■ Records provided
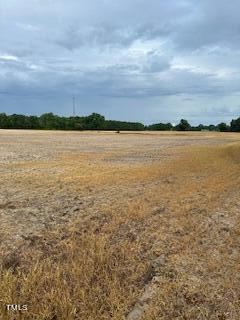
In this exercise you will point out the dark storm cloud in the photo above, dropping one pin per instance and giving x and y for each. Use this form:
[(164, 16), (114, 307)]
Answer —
[(141, 58)]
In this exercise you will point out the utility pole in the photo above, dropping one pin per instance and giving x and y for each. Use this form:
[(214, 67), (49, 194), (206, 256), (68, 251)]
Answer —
[(74, 107)]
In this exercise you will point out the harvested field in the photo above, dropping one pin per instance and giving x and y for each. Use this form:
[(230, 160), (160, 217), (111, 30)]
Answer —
[(100, 225)]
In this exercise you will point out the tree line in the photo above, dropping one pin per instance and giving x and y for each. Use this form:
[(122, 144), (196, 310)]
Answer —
[(95, 121)]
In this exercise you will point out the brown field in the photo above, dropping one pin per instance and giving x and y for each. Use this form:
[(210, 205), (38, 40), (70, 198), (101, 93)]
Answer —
[(98, 225)]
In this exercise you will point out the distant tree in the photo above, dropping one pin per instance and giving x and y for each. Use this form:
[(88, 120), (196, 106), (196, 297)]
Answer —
[(183, 125), (95, 121), (235, 125), (4, 121)]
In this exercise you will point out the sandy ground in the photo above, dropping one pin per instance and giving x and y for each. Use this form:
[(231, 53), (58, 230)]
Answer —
[(35, 192), (173, 197)]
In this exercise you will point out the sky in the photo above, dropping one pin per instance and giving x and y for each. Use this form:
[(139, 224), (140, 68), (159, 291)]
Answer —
[(137, 60)]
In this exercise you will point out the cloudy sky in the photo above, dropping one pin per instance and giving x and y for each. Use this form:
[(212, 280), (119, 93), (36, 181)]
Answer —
[(143, 60)]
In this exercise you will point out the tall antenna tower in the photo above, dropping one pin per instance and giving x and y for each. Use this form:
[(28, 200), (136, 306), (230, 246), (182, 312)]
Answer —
[(74, 106)]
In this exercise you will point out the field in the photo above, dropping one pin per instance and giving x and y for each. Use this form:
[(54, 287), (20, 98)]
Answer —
[(100, 225)]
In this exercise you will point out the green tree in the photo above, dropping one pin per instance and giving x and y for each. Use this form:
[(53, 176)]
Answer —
[(235, 125)]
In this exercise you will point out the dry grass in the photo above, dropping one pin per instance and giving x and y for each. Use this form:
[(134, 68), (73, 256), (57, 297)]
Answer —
[(96, 265)]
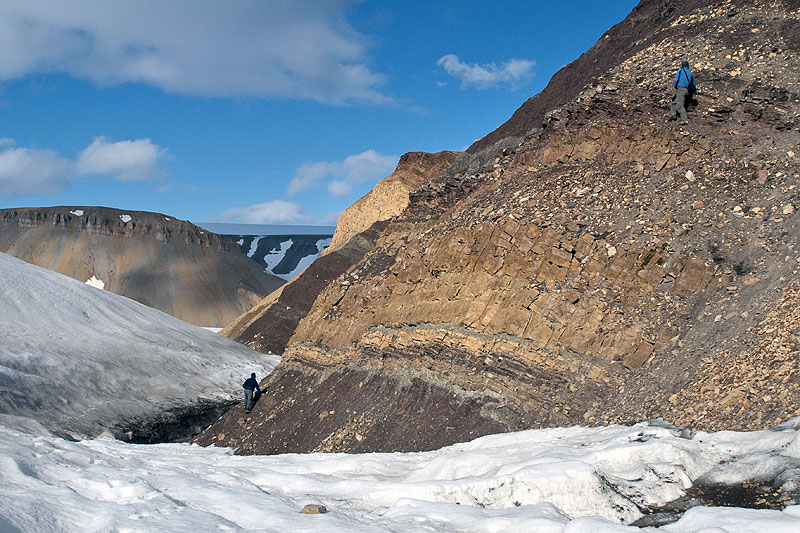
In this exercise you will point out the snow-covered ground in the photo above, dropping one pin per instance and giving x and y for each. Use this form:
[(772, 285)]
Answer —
[(80, 361), (306, 261), (569, 480)]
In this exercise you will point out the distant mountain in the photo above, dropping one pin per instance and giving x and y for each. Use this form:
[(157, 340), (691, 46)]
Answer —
[(169, 264), (284, 251), (82, 361), (390, 196)]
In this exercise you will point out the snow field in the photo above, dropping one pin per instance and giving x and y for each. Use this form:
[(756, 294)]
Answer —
[(572, 480), (81, 361)]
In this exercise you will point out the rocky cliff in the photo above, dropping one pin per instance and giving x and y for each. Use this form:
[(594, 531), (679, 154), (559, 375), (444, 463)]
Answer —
[(171, 265), (390, 196), (603, 266)]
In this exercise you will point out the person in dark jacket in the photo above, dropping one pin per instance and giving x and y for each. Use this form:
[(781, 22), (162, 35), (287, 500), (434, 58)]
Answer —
[(250, 386), (684, 86)]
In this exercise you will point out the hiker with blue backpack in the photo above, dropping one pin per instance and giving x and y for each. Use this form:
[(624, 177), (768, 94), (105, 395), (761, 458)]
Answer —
[(684, 87)]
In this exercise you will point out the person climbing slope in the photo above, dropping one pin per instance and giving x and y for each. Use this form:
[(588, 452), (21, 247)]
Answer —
[(684, 87), (250, 386)]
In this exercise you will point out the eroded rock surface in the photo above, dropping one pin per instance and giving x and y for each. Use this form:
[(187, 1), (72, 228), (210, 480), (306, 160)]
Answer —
[(606, 266), (390, 196)]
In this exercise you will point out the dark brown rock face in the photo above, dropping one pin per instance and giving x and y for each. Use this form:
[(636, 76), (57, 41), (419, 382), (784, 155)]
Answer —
[(610, 266), (171, 265)]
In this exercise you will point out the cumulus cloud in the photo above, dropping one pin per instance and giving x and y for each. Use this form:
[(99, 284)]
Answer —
[(515, 72), (126, 160), (339, 188), (31, 171), (357, 168), (272, 212), (302, 49), (38, 171)]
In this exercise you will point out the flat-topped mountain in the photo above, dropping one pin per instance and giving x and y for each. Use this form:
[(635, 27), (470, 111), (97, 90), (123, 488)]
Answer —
[(169, 264), (587, 263)]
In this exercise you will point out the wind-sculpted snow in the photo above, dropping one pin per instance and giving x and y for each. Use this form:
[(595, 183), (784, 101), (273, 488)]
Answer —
[(569, 480), (82, 361)]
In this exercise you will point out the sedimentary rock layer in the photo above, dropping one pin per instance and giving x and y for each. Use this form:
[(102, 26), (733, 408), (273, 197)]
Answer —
[(390, 196), (609, 266)]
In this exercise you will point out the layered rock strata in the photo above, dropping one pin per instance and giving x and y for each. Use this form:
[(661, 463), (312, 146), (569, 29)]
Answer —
[(609, 267), (165, 263), (390, 196)]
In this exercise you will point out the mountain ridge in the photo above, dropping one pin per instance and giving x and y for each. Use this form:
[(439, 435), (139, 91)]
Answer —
[(166, 263), (607, 267)]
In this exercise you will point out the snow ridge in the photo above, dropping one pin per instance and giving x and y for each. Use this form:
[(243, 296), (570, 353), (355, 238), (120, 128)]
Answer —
[(561, 480), (82, 361)]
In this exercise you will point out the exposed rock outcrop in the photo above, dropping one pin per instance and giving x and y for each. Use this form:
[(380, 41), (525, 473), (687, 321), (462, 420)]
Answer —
[(390, 196), (171, 265), (608, 266)]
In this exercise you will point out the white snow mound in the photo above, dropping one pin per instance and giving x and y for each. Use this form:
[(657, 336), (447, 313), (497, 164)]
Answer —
[(81, 361), (572, 480)]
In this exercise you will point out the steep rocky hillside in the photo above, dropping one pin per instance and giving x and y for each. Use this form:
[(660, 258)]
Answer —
[(269, 325), (283, 250), (171, 265), (608, 266), (390, 196)]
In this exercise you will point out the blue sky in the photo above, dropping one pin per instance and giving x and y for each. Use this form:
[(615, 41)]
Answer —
[(260, 111)]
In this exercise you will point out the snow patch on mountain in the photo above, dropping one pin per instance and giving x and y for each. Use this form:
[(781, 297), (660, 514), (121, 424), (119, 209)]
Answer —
[(561, 480), (83, 362), (275, 256), (306, 261), (96, 283), (253, 246)]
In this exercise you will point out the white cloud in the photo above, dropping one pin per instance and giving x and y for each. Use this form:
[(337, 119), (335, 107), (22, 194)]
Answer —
[(515, 72), (339, 188), (272, 212), (302, 49), (357, 168), (126, 160), (31, 171), (26, 171)]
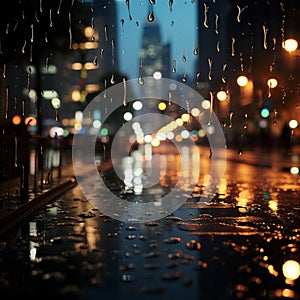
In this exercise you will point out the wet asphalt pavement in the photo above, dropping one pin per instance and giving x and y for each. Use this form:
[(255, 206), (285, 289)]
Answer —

■ Prompt
I'd like every record transcribed exactly, with no pictures carried over.

■ Answer for the task
In this exercise you will point out the dark storm cloud in the photo above, dropping one pin per instance and giving x and y for each. Use this form:
[(164, 16), (114, 307)]
Answer —
[(141, 58)]
In this exercise you will point out the utility pole in the photo above, dropping one pin per instance and giving x and y for each. Use this form:
[(214, 67), (49, 194), (206, 256), (68, 251)]
Answer —
[(74, 107)]
In this exercise you will point out the harvested field in the photo above, dropping one pin per instance and giving x and y for each. Use this form:
[(230, 160), (160, 217), (111, 30)]
Answer —
[(100, 225)]
In this exercise you will point out the tree line in the photo above, dropping one pin per instance and giving x and y for each. Use this form:
[(122, 144), (196, 310)]
Answer —
[(95, 121)]
In this exercise you will point out the brown field in the photo above, dropping one pin per instance and giving x and y for each. Use this form:
[(210, 205), (38, 40), (70, 198), (101, 93)]
Answer —
[(98, 225)]
In this exercise you will point out the distant tree in the photo above, dropping one pin per instance and giving x and y for each. Use this form:
[(88, 120), (196, 106), (196, 297)]
Answer —
[(183, 125), (95, 121), (235, 125), (4, 121)]
In this exercise you will point out the sandy ground in the photo above, dropping one pin per instance and giving x and y for each. Use this form:
[(231, 53), (58, 230)]
Answer —
[(35, 192), (173, 197)]
In this exercise you will point out the sky in the photo above, dropping one pin per instance and giving x and y for each. Use this form:
[(139, 224), (140, 68), (159, 291)]
Answer —
[(137, 60)]
In this exercise you will point out the cloudy sky in the photo above, dropping one pin per instance and giving x and y for each. Use this form:
[(212, 280), (119, 93), (36, 181)]
Answer —
[(143, 60)]
In this exercise you will point out the tall antenna tower in the photo above, dropping one pin per instance and giving x and y for each. Use this form:
[(28, 200), (136, 306), (230, 246), (182, 312)]
Answer —
[(74, 106)]
In this exercise you will point out the field in the photo above, dropping one pin per instance and giving x and y for each. Use this form:
[(54, 287), (20, 98)]
Answer —
[(100, 225)]
In this exercise you will point out the green tree in the photo above, dropping one pin per instance and giving x and y for each. Use this form:
[(53, 176)]
Answer —
[(235, 125)]
In this exercise you will point out the dry grass in the photo above, dropping one pin per instance and giving x and y for each. Use this form:
[(134, 68), (73, 256), (57, 297)]
Answer —
[(96, 265)]
In this exercise you will point out the snow-covered ground in the photo above, dropping one pin per instance and giving x and y for each. Use this form:
[(772, 285)]
Answer —
[(80, 361), (306, 261), (569, 480)]
In this exercise you will point out the distant mountain in the photo above, dropping one pin per instance and giving x and y for each. Use this form:
[(157, 340), (691, 46)]
Answer —
[(169, 264), (284, 251), (82, 361), (390, 196)]
In this exercise you will point out the snow field in the photo above, dropping one pin per instance and giving x and y for each. Use this form:
[(756, 294)]
Answer —
[(572, 480), (81, 361)]
In this exercise you will point out the rocky cliff in the photo above, dropping one pin per instance and giving x and y for each. Use this form:
[(594, 531), (679, 154), (559, 375), (444, 463)]
Answer —
[(171, 265), (390, 196), (603, 266)]
In this exercise you will point out the person in dark jacket in the photo above, dropping one pin per instance and giving x and y for each. Use this form:
[(781, 22), (162, 35), (287, 500), (434, 58)]
Answer —
[(250, 386), (684, 86)]
In this exercise you will point out the hiker with blue backpack in the photo above, dropping one pin per instance and giving x and y for each. Use this form:
[(624, 177), (768, 94), (105, 395), (761, 458)]
Answer —
[(684, 87)]
In this exercise you will point out the person climbing slope in the photo above, dropping one pin per instance and giving x and y for each. Use this form:
[(588, 452), (21, 247)]
Answer —
[(684, 87), (250, 386)]
In this exercise you will point out the eroded rock surface in the photo above, dropping one pin per instance and giving x and y for each. Use this form:
[(187, 1), (72, 228), (210, 480), (306, 160)]
Answer —
[(606, 266), (390, 196)]
In this exercise you will point out the dark brown rock face in the photo above, dropping one pin per instance and giving x and y for each. Use this form:
[(636, 76), (57, 41), (419, 382), (784, 155)]
Answer —
[(610, 266), (171, 265)]
In this exercise you will point out the cumulus cloud in the photo above, dropping one pin per instance and giving x and y for each. Use this form:
[(99, 284)]
Answer —
[(515, 72), (126, 160), (339, 188), (31, 171), (357, 168), (272, 212), (302, 49), (38, 171)]
In this exercise you will point out the flat-topped mountain in the photo above, dropping one pin per instance and giving x and y for each. Use this form:
[(635, 27), (470, 111), (97, 90), (123, 488)]
Answer —
[(169, 264), (587, 263)]
In this exercise you will point out the wind-sculpted snow in the photo above, dropping one pin per instance and giving x and y for each. Use this form:
[(595, 183), (784, 101), (273, 488)]
Answer —
[(569, 480), (82, 361)]
In this exercise you will point out the sedimentary rock layer in the photo above, dropping one pin per instance and giving x and y for each. Use this form:
[(102, 26), (733, 408), (273, 197)]
Answer —
[(390, 196), (609, 266)]
In this exercise you will point out the layered rock strata in the photo above, dropping one pin per instance and giving x and y for each. Use this form:
[(661, 463), (312, 146), (569, 29)]
Answer —
[(609, 267), (165, 263), (390, 196)]
In this exercise you will point out the mountain ridge in the photo above, dropping one pin per instance and giving x and y for each. Use this form:
[(439, 435), (139, 91)]
Answer —
[(166, 263), (607, 267)]
In this exercise you will point out the snow ridge in the photo above, dropping one pin per instance and giving x and y for each. Use this form:
[(243, 296), (570, 353), (355, 238), (120, 128)]
Answer —
[(561, 480), (82, 361)]
In this exercise you will point out the exposed rock outcrop in the photo above, dropping one pin per instance and giving x and y for each. Use this form:
[(380, 41), (525, 473), (687, 321), (462, 420)]
Answer —
[(390, 196), (171, 265), (608, 266)]
In this exercise you will point out the white snow mound in the photo above, dropping one pin per instance and giving x and y for each. Use this form:
[(657, 336), (447, 313), (497, 164)]
Answer —
[(81, 361), (572, 480)]
In this exercise you will point out the steep rocky hillside in the photo above, dropping one pin per instance and giving x and y for each. Use this form:
[(660, 258)]
Answer —
[(269, 325), (283, 250), (171, 265), (608, 266), (390, 196)]
In this exercise you will point out the blue sky in the photo above, dropping one pin per instance and giving x and y for each. Use this form:
[(615, 41)]
Answer —
[(260, 111)]
In this exercise you will point out the snow patch on mountain in the photo above, dropping one pin per instance and giving x and y for each. Use this form:
[(781, 297), (660, 514), (121, 424), (119, 209)]
Answer —
[(561, 480), (83, 362), (275, 256), (306, 261), (96, 283), (253, 246)]
In this exercise you will point out the white cloud in the photo above, dropping one pin per instance and giving x and y for each. Use this form:
[(337, 119), (335, 107), (22, 194)]
Answer —
[(515, 72), (339, 188), (272, 212), (302, 49), (357, 168), (126, 160), (31, 171), (26, 171)]
In this exercise you will point out the wet asphalt pavement in the photo above, dropping one pin per instance and giving x and y for each. Use this form:
[(255, 206), (285, 289)]
Answer —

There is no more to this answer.